--- START OF Record extracts ---

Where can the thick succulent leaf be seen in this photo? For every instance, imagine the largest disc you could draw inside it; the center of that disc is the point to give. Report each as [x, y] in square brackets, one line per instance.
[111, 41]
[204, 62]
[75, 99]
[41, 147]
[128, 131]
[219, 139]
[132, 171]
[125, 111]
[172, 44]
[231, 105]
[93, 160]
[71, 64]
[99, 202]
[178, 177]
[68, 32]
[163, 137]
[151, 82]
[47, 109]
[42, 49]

--- END OF Record extracts ---

*Exercise description*. Rewrite the entries with "thick succulent leaf" replaced by "fleshy leaf" and everything else left as it is.

*Solution for this exercise*.
Where can the fleshy leaf be seen in this photo? For every instance, imagine the largest disc you could draw inside it; the center of that disc is the point to give. Report each as [x, y] in square brackets, one line per instance.
[111, 41]
[204, 62]
[75, 99]
[41, 147]
[128, 131]
[219, 139]
[132, 171]
[125, 111]
[172, 44]
[231, 105]
[93, 160]
[71, 64]
[99, 202]
[178, 177]
[68, 32]
[163, 137]
[151, 82]
[47, 109]
[42, 49]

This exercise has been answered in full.